- _PROBLEM DETAILS_
Below is a set of records. Please retype every one exactly.

Dataset entries:
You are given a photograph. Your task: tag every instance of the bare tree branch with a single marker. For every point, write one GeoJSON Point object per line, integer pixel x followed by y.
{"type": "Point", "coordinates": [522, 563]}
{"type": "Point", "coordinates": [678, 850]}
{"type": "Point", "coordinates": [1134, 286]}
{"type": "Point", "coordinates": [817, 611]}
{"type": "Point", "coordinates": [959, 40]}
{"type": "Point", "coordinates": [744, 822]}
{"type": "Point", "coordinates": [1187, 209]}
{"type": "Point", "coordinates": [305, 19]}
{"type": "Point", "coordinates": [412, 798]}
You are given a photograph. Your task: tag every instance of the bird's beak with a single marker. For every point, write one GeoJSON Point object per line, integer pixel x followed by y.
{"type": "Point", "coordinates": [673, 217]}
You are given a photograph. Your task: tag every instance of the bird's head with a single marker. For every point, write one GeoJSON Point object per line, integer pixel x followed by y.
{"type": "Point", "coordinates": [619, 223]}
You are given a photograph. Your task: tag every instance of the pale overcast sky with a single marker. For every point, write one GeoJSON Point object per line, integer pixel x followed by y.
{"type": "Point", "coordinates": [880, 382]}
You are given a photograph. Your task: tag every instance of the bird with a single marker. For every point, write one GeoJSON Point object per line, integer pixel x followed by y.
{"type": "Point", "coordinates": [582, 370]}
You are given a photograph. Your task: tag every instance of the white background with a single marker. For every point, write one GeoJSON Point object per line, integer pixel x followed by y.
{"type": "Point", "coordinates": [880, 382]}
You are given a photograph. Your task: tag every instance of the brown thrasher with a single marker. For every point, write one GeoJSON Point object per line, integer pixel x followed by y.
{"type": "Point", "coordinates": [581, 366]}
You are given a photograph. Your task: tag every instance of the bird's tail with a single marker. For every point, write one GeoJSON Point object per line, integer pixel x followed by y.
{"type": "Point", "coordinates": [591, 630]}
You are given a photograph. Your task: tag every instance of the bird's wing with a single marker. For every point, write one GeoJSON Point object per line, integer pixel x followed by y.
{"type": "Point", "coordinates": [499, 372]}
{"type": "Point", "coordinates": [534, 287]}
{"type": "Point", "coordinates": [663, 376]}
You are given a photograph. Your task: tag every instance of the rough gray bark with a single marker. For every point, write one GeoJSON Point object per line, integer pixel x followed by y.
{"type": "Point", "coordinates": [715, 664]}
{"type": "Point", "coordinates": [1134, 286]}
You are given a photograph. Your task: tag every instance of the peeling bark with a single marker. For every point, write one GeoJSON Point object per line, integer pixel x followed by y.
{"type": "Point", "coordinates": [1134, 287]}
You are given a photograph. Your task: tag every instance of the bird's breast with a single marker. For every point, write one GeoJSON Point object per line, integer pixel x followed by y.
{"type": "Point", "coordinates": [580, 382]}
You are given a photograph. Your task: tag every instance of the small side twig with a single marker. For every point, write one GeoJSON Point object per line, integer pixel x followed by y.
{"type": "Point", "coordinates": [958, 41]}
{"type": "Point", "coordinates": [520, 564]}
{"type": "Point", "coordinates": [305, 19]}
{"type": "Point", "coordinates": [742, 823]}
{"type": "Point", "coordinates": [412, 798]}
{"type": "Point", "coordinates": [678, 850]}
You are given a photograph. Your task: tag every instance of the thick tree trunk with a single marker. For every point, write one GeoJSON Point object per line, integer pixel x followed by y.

- _RESULT OF THE EXERCISE_
You are given a photograph. Your task: tag every instance of the bare tree branch with a single marker. For every point, write one GeoJSON Point object per line, integer pixel x followed by y.
{"type": "Point", "coordinates": [522, 563]}
{"type": "Point", "coordinates": [678, 850]}
{"type": "Point", "coordinates": [1134, 286]}
{"type": "Point", "coordinates": [817, 611]}
{"type": "Point", "coordinates": [959, 40]}
{"type": "Point", "coordinates": [744, 822]}
{"type": "Point", "coordinates": [1187, 209]}
{"type": "Point", "coordinates": [305, 19]}
{"type": "Point", "coordinates": [412, 798]}
You are given a photograph. Your task: tag every instance of the bird's beak with a single marker. For every point, write one GeoJSON Point object per line, integer pixel x followed by y.
{"type": "Point", "coordinates": [673, 217]}
You are given a photograph. Your task: tag every instance of the bird's head with a single marker. For every point, write one GeoJSON Point object per line, integer pixel x followed by y.
{"type": "Point", "coordinates": [619, 223]}
You are given a photograph. Your task: tag every instance of the pale overcast sky with a single marker. For every point, write one GeoJSON Point object per line, integer pixel x followed by y.
{"type": "Point", "coordinates": [880, 382]}
You are given a photograph. Your task: tag every instance of the bird with a single marker. For every point, write one GeoJSON Point object per line, integer pixel x followed by y.
{"type": "Point", "coordinates": [582, 370]}
You are given a photograph. Your task: tag every instance of the white background with a single marker. For every point, write one GeoJSON Point object per line, integer pixel x followed by y.
{"type": "Point", "coordinates": [880, 382]}
You are given a photograph. Your task: tag every instance of the brown thrasher with a single marker. For every point, write one GeoJSON Point object per line, integer pixel x followed by y.
{"type": "Point", "coordinates": [581, 366]}
You are given a photograph. Your task: tag every instance of the bird's tail with a single marker. For every point, write one GeoJSON Point object per line, integer pixel x followed by y.
{"type": "Point", "coordinates": [591, 630]}
You are given a photograph. Your task: tag every instance of the bird's wing with a single marker. For every point, write one GeoJSON Point object per line, integer pixel x followed by y.
{"type": "Point", "coordinates": [499, 372]}
{"type": "Point", "coordinates": [534, 287]}
{"type": "Point", "coordinates": [663, 376]}
You are given a photograph. Your task: tag every instance of the rough gray bark with a single marker. For every point, write one GeoJSON Point object per line, integer pixel x followed by y.
{"type": "Point", "coordinates": [715, 664]}
{"type": "Point", "coordinates": [1134, 286]}
You are given a photograph. Your task: tag every instance of the peeling bark with a single marker. For every point, write one GeoJSON Point object per line, integer pixel x followed by y.
{"type": "Point", "coordinates": [1134, 287]}
You are given a photograph. Your task: tag every instance of the bird's breast with a single marker. For every point, write one GeoJSON Point object per line, integer pixel x followed by y.
{"type": "Point", "coordinates": [580, 382]}
You are given a photograph. Your task: tag every instance of the small side twig with a single marker. For every point, write one GeoJSON Point object per line, integer pixel x followed by y.
{"type": "Point", "coordinates": [958, 41]}
{"type": "Point", "coordinates": [520, 564]}
{"type": "Point", "coordinates": [305, 19]}
{"type": "Point", "coordinates": [742, 823]}
{"type": "Point", "coordinates": [412, 798]}
{"type": "Point", "coordinates": [678, 850]}
You are given a photograph. Your task: tag every instance of the thick tree trunk with a single marker. For every point, write one GeoJSON Point object per line, integer pixel x followed by y.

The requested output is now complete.